━━━ RECORDS PROVIDED
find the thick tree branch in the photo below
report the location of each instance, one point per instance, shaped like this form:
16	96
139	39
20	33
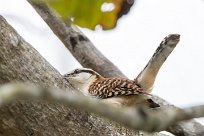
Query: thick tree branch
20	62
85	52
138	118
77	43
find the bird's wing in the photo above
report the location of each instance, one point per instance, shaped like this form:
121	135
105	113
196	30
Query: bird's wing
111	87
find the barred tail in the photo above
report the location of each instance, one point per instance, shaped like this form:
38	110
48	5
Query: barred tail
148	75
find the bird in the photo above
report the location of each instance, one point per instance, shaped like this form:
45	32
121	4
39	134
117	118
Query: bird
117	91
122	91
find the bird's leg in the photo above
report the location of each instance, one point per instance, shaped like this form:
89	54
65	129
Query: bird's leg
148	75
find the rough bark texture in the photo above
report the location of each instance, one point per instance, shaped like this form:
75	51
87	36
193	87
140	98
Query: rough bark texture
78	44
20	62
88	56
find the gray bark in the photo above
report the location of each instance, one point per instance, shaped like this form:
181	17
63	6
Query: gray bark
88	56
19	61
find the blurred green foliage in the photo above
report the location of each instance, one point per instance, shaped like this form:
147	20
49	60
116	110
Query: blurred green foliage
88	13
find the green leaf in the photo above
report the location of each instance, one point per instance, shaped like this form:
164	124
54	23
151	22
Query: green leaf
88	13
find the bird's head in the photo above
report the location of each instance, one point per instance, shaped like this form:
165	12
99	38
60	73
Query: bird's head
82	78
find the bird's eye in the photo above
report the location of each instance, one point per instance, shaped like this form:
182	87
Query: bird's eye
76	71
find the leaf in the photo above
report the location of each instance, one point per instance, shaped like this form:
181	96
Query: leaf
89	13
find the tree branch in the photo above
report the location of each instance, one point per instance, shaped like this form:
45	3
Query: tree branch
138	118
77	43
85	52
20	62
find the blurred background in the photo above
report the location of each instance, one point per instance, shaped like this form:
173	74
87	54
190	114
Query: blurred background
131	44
━━━━━━
━━━ RECORDS PROVIDED
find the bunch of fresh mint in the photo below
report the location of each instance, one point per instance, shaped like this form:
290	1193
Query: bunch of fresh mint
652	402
━━━━━━
━━━ RECORDS PROVIDED
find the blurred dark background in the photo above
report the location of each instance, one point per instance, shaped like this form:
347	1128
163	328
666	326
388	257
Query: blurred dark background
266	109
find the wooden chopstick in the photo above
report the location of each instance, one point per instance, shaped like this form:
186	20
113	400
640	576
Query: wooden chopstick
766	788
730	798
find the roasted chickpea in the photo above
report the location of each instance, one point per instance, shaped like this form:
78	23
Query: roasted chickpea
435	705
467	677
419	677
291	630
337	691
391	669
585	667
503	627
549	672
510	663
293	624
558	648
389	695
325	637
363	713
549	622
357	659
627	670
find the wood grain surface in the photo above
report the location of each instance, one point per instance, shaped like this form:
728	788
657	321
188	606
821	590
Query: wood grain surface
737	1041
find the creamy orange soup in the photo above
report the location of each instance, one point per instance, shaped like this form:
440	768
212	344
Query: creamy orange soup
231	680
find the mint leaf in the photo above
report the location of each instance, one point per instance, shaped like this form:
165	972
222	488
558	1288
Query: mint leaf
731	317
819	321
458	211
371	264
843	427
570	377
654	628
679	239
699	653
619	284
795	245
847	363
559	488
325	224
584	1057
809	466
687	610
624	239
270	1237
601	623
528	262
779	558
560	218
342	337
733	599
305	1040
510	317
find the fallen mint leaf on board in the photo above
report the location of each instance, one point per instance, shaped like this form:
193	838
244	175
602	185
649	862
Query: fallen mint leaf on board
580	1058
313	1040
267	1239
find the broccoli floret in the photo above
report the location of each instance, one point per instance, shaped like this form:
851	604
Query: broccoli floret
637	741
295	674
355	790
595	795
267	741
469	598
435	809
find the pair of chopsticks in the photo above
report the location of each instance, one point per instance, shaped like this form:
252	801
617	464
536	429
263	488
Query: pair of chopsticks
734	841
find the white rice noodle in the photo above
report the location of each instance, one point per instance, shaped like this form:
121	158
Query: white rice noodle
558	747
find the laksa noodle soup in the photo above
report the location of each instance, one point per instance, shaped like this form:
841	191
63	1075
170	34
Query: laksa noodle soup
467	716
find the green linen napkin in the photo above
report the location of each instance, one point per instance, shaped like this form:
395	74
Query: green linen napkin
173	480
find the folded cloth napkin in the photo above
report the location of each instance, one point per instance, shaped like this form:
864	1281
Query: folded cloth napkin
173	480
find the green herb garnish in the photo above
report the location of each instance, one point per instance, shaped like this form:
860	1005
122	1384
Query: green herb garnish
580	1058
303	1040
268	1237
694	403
━━━━━━
Locate every line in the entries above that contains the string "roasted", and copy each of those lines.

COMPLETED TASK ::
find the roasted chickpea in the photo above
Query: roasted chickpea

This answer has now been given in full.